Records to use =
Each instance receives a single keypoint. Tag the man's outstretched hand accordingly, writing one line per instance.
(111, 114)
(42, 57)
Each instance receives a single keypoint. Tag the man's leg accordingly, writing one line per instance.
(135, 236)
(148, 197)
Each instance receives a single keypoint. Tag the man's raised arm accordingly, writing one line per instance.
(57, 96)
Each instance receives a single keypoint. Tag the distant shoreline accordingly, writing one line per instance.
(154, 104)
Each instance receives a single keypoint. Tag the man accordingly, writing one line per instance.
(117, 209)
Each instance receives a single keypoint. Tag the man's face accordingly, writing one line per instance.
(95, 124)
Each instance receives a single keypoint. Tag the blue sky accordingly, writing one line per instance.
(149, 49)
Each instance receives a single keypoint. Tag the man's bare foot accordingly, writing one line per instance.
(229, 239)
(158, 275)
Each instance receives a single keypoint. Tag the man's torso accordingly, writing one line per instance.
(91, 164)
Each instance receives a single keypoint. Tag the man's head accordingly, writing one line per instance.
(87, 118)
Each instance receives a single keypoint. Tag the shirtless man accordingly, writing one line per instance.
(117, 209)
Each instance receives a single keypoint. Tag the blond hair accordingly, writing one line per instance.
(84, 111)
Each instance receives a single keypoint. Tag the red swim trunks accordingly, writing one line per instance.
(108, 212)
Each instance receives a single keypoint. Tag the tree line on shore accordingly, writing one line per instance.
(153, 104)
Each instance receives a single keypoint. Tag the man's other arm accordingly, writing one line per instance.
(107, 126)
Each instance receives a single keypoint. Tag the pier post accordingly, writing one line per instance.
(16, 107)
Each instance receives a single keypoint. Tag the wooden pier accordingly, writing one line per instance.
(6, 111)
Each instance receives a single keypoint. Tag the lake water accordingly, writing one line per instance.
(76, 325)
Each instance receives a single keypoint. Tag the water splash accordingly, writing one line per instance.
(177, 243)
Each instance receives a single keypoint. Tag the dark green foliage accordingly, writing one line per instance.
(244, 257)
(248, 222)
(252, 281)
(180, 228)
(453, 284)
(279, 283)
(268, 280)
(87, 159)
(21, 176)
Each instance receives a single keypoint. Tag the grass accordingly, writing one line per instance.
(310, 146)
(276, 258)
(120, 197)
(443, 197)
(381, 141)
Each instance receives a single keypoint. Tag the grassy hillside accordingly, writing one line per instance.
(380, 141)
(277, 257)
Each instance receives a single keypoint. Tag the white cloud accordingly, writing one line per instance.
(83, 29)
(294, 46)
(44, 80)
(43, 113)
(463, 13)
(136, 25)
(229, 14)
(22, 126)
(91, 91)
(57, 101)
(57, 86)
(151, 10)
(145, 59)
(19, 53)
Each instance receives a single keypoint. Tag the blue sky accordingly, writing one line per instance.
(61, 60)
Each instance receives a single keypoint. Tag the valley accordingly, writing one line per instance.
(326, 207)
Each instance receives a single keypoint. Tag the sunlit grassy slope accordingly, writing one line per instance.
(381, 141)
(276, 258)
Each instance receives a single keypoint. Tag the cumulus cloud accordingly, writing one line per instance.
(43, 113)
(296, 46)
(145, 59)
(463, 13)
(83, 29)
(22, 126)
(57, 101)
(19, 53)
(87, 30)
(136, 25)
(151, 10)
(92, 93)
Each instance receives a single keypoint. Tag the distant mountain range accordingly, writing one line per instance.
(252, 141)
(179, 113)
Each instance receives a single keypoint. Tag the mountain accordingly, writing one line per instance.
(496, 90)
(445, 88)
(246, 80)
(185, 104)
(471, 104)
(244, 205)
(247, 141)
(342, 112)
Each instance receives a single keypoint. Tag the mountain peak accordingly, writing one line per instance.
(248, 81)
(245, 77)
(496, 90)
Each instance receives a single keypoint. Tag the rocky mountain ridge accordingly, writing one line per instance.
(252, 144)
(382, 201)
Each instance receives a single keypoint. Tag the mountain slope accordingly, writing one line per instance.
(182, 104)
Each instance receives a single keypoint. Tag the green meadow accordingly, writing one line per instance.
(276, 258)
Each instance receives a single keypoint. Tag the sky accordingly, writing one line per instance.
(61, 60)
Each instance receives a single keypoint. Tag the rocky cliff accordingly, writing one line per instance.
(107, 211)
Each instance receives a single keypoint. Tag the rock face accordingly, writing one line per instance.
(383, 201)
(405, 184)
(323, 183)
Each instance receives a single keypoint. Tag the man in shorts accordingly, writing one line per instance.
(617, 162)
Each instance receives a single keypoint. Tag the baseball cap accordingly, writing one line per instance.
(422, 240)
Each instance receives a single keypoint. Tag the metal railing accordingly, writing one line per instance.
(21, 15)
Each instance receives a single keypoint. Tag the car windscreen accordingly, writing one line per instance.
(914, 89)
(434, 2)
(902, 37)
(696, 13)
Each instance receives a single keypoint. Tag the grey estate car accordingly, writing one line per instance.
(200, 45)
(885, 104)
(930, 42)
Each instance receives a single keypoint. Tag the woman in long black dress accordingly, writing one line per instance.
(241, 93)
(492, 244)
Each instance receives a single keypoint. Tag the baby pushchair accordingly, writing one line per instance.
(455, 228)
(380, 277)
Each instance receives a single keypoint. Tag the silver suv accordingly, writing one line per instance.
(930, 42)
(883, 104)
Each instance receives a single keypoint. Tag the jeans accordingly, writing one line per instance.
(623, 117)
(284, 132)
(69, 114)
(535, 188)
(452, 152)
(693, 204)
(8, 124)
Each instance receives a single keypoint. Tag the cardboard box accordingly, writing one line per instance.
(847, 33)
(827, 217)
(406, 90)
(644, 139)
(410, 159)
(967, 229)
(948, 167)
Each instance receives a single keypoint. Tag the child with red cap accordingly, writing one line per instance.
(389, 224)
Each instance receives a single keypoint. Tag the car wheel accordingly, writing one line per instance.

To be done = Starting from the line containing "Each instance receives a single keypoint. Tag the grey" and ending with the final line of the data, reproduce each line exactly as it appears, including no other lines.

Reply =
Each instance receives a single keypoint. Tag the grey estate car accordingly, writing one line per instance.
(200, 45)
(885, 104)
(930, 42)
Each instance receives a single keypoint. Tag the woman in long black dress accordingly, writing one line per instance.
(241, 93)
(492, 244)
Each instance receives a single keypoint. Tag the baby pushchair accordingly, writing one line per instance.
(455, 228)
(380, 277)
Each instance receives a single keypoint. Tag the silver suv accordingly, writing one line per instance.
(930, 42)
(883, 104)
Each instance receives a single keypoint. Tag the jeans accordingly, writing one line per instance.
(623, 117)
(284, 132)
(69, 114)
(535, 188)
(452, 152)
(693, 204)
(8, 124)
Each instance receives a single keypoint. Tag the cardboard box accordingly, writing one line per instance.
(847, 33)
(827, 217)
(406, 90)
(644, 139)
(410, 159)
(967, 229)
(948, 167)
Each instance receives a single keypoint. Tag the child with red cap accordingly, writing one line per instance.
(389, 224)
Each instance receives a single keypoint. Tag the car wheel accordingly, writing one line per instance.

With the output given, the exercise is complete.